Exercise brief: Which lines run from the one containing "Where can the foreground" to the end of the entries below? Retype exactly those, both ends included.

Dataset entries:
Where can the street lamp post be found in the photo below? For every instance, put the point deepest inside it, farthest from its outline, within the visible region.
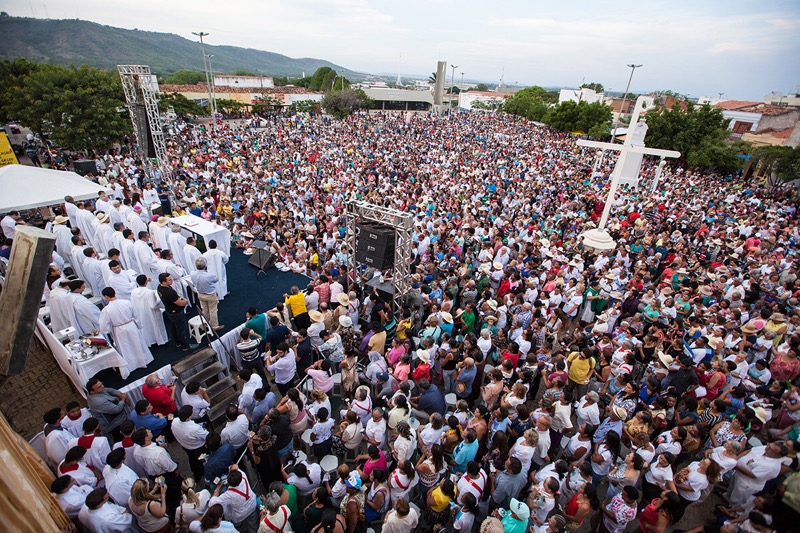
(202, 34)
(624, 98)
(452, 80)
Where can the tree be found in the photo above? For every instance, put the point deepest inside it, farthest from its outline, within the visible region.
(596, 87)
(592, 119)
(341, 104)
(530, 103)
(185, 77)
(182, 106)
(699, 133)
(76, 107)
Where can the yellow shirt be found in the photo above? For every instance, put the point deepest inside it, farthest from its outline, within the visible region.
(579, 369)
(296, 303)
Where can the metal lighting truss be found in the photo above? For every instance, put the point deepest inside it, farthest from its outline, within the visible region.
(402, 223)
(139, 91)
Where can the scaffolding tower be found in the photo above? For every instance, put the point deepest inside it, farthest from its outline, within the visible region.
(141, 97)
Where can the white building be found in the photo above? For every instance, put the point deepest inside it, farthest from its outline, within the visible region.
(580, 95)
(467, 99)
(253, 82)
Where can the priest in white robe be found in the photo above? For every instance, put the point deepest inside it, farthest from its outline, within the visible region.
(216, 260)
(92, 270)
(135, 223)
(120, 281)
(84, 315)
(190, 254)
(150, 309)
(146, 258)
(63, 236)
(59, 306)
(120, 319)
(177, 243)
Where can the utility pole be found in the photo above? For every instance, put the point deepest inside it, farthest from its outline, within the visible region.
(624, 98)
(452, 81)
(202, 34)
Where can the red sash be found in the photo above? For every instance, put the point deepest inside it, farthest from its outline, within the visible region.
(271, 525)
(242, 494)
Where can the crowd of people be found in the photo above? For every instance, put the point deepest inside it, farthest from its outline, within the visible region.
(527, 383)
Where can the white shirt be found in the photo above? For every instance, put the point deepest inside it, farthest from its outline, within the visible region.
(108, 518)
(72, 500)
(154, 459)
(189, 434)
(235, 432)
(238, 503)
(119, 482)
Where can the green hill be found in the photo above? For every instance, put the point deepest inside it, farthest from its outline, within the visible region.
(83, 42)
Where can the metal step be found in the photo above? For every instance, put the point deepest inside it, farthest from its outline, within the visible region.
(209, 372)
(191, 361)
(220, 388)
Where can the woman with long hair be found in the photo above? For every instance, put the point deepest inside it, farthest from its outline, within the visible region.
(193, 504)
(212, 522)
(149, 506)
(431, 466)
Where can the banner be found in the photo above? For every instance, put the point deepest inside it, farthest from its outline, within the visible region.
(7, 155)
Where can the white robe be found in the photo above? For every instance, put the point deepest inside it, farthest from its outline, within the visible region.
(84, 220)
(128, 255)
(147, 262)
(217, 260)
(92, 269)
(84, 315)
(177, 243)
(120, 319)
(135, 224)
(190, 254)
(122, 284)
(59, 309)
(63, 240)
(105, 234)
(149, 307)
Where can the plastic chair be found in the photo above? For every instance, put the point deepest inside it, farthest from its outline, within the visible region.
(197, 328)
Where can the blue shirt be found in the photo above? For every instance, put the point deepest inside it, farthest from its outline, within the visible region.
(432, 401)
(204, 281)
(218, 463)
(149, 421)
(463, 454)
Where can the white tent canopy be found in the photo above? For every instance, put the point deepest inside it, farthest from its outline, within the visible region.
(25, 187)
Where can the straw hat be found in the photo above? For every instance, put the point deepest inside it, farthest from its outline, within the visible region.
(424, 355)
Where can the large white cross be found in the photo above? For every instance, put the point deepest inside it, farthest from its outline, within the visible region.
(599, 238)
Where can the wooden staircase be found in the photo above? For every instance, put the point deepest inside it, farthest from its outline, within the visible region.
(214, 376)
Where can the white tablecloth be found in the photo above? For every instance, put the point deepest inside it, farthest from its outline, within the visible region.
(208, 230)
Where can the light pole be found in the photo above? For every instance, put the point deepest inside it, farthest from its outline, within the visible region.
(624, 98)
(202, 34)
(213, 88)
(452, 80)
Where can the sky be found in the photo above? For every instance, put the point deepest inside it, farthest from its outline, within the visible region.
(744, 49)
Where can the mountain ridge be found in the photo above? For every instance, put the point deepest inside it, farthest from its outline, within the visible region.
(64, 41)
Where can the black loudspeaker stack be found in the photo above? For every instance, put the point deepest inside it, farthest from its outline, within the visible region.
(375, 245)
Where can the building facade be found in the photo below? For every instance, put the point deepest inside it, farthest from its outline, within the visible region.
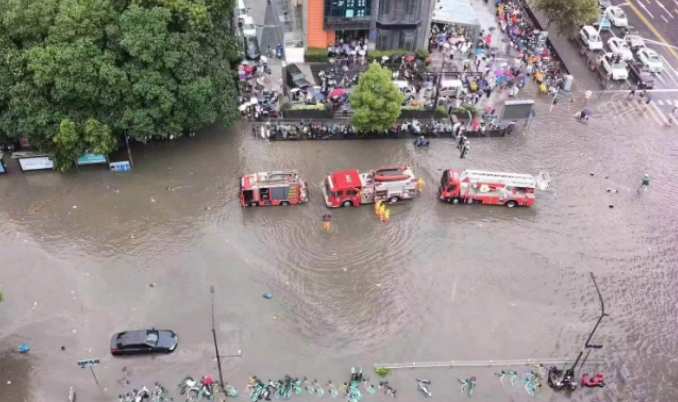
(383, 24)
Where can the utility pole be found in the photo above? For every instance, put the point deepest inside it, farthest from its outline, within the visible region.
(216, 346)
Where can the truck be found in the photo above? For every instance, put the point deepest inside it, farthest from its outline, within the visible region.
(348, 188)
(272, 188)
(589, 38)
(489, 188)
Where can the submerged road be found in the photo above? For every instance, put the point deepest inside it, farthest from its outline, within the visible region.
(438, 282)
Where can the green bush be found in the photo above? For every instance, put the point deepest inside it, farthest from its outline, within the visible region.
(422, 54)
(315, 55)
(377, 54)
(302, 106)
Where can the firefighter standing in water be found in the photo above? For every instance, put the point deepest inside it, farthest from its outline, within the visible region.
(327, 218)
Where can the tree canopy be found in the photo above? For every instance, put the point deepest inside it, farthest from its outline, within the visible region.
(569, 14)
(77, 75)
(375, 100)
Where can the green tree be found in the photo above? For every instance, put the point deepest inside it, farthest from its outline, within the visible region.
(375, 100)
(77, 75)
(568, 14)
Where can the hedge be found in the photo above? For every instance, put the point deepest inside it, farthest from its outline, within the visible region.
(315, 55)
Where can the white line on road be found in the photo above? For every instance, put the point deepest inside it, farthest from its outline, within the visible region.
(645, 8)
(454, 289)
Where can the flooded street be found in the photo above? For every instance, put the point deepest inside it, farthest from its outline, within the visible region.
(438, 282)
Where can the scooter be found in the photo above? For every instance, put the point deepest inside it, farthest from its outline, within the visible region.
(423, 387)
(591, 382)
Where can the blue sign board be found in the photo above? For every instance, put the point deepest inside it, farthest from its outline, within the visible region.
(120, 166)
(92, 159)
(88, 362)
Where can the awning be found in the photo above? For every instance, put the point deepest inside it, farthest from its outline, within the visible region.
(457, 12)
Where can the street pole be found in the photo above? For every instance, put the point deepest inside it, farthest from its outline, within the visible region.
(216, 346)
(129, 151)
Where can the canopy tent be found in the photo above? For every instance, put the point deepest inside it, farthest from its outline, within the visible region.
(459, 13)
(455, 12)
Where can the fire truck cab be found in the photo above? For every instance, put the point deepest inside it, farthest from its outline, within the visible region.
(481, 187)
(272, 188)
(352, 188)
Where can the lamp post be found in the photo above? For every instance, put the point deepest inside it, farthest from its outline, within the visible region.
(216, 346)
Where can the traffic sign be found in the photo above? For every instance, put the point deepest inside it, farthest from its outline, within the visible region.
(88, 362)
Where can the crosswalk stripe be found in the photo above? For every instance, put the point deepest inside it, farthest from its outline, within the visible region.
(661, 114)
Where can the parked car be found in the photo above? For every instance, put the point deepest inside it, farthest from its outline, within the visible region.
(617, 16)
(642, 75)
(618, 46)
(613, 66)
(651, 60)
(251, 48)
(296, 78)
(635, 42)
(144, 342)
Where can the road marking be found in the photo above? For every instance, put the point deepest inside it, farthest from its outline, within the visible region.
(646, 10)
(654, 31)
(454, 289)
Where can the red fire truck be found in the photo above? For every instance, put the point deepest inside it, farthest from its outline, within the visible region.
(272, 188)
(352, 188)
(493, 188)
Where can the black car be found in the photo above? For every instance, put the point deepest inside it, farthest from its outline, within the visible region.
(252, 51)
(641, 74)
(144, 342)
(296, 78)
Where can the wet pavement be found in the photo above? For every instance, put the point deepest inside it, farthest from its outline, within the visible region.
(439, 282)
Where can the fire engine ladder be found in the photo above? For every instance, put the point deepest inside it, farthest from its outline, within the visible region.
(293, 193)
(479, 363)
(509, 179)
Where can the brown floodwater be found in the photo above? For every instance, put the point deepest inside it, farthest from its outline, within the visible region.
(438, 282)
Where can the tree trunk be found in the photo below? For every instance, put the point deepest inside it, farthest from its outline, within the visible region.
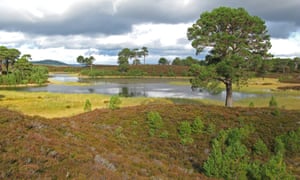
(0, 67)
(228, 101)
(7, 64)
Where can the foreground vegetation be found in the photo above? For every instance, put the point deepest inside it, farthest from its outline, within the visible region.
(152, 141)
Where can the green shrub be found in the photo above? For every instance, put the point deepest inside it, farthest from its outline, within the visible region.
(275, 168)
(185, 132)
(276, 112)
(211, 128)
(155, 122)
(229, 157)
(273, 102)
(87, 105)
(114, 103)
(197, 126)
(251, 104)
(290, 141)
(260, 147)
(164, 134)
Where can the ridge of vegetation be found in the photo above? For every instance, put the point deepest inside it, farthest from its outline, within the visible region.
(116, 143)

Answer space:
Where can the foreground vegetation be found in the photo above? For every instance, put the point deepest inside it, farthest from its outline, within the visible region.
(152, 141)
Where can the green shrub be found in the photo above? For every instance, put the point deepest inside it, farthest from its outline, within the visible region.
(275, 168)
(185, 132)
(276, 112)
(211, 128)
(155, 122)
(229, 157)
(273, 102)
(87, 105)
(114, 103)
(197, 126)
(251, 104)
(290, 141)
(260, 147)
(164, 134)
Where can the ridge of vegetation be found in the photo above? For every instance, put the point deepest inside it, farthest from its outline, within the visible region.
(116, 143)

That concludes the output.